◆ What the task asks
Reprint every entry, character for character.

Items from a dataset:
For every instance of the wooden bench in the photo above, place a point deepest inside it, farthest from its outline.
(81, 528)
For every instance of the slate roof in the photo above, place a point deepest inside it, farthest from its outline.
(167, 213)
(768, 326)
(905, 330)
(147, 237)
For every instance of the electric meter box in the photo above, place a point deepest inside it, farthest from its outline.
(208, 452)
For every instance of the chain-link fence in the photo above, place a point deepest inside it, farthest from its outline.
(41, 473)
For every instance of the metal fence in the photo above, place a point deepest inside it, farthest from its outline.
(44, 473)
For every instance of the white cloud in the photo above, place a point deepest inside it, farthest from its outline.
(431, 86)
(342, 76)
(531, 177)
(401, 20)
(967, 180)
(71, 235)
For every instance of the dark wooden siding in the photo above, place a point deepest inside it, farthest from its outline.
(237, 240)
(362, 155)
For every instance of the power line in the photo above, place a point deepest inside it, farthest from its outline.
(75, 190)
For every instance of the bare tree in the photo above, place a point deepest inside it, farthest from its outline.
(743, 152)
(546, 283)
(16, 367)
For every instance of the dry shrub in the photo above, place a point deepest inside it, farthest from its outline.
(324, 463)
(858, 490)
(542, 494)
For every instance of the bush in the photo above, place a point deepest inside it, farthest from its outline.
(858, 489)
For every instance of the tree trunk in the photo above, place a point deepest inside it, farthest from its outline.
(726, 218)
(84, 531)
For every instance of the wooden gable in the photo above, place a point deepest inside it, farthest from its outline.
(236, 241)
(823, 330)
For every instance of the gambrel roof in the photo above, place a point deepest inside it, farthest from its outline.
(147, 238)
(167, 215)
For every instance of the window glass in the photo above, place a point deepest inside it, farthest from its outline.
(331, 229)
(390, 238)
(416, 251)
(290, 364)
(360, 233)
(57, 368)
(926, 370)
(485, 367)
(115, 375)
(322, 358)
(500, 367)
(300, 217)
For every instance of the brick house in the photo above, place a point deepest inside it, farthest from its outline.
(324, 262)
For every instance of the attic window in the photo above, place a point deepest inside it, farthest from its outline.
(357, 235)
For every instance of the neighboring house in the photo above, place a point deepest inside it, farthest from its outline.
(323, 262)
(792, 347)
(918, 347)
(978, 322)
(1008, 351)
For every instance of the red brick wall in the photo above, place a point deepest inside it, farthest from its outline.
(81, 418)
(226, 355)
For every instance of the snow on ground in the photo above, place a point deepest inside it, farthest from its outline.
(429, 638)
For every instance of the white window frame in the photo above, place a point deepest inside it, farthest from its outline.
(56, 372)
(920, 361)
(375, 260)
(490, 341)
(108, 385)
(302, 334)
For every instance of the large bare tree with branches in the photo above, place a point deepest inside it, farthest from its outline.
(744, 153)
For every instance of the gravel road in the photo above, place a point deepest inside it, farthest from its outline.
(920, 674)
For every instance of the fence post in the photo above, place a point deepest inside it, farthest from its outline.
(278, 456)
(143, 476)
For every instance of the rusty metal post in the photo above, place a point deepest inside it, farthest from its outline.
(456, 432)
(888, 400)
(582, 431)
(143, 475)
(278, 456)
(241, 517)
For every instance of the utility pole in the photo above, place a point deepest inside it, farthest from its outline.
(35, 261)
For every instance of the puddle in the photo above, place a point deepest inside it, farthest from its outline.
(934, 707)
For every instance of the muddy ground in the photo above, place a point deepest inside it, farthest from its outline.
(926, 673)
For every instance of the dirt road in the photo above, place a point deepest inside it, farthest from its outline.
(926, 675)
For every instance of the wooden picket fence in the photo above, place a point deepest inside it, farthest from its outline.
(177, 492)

◆ Your response
For every instance of the wooden bench in the photo above, place a point deepest inside it, farthest from its outline.
(81, 528)
For every instance of the slate roof in the photo above, place a point deepest inside it, farthest from its outline.
(167, 213)
(768, 326)
(905, 330)
(147, 237)
For every instance of the electric meter box in the photo above, place a point deepest inside it, farthest from its outline.
(208, 452)
For every instance of the chain-link fence in the photo above, place a point deepest inside it, farthest from its outline.
(41, 473)
For every instance of the metal fence in the photo above, place a point deepest inside it, farthest from its outline.
(44, 473)
For every instance of the white cloud in the photo above, place a point deepest inside it, farthest from its outline.
(431, 86)
(342, 76)
(531, 177)
(401, 20)
(967, 180)
(71, 235)
For every instance of the dark wooden siding in the photo above, place a point deepest inside it, farthest from its outline.
(237, 240)
(362, 155)
For every instance of the power line in the photo above, place a point deepest inside it, farthest from its outline.
(75, 190)
For every instance of the bare tree in the photo above, place a point deepest inside it, farthest from its outline.
(743, 152)
(546, 283)
(16, 367)
For every instance of the dry shrub in the photo above, place a point deepest inside it, farthest from its outline.
(324, 463)
(858, 490)
(542, 494)
For every instance of the bush in the photo above, place a point deepest inside it, farthest from its outline.
(858, 489)
For every instance of the tree trunk in the photo above, place a point deepest inside it, farthest from its outline.
(726, 218)
(84, 531)
For every instance of the wooden gable in the photo above, place a point deepest inside it, farthest from its outline.
(236, 241)
(823, 330)
For every instance of the gambrel roof in the photo above, place a point deepest inside it, farthest from its outline.
(147, 238)
(167, 215)
For every instance of the window glass in the photo above, place a point deepest inside it, farthest from its outline.
(331, 229)
(390, 238)
(416, 251)
(290, 364)
(360, 233)
(57, 368)
(926, 370)
(485, 367)
(115, 375)
(322, 358)
(500, 367)
(300, 217)
For every instance of the brick house in the photo above, place a point deepest inside it, farthest from its outline.
(324, 262)
For every instance of the attic window in the photo above, place a point deepest inside it, farthest from its outline.
(357, 235)
For every instance of the neighboring house in the photo above, place a point deepest inside it, farthest from its outline.
(323, 262)
(792, 347)
(918, 347)
(978, 322)
(1008, 351)
For every instance of the red brick wall in the photo above, place a point deepest inside it, farthest from its outline.
(81, 418)
(226, 355)
For every instance of the snow on ground in the photo above, place a point deepest inside it, farthest from its outline.
(429, 638)
For every instance of the white window frame in the photo above, place a point deepest inside it, farthest from its outline.
(56, 372)
(920, 361)
(375, 260)
(490, 341)
(108, 385)
(302, 334)
For every instance of the large bare tree with branches in the photo above, place a point deepest inside it, farthest from its outline.
(744, 153)
For every instance of the gravel road in the photo above, place a point deepest inside it, farthest from its outline.
(920, 674)
For every instance of the fence post in the photo above, place a point deepest inside it, farthest from its outline.
(278, 456)
(143, 476)
For every instance of the rusty metal post in the photo above, place a point deepest inside it, farthest from its outline.
(456, 432)
(888, 400)
(582, 431)
(143, 475)
(278, 456)
(241, 517)
For every instance of the utility pole in the photo above, place a point deepest inside it, farthest from its outline.
(35, 261)
For every instance of the puddle in the photo above, place a point deepest inside it, farthest from its outline.
(934, 707)
For every instance of the muddy ground in the photo above, place a point deepest inside it, farthest from its outline.
(926, 673)
For every instance of the dirt road in the photo above, place a point deepest inside it, farthest from its outline.
(926, 675)
For every instance of the wooden picket fence in the photo above, place a point deepest inside it, farthest from its outline.
(177, 492)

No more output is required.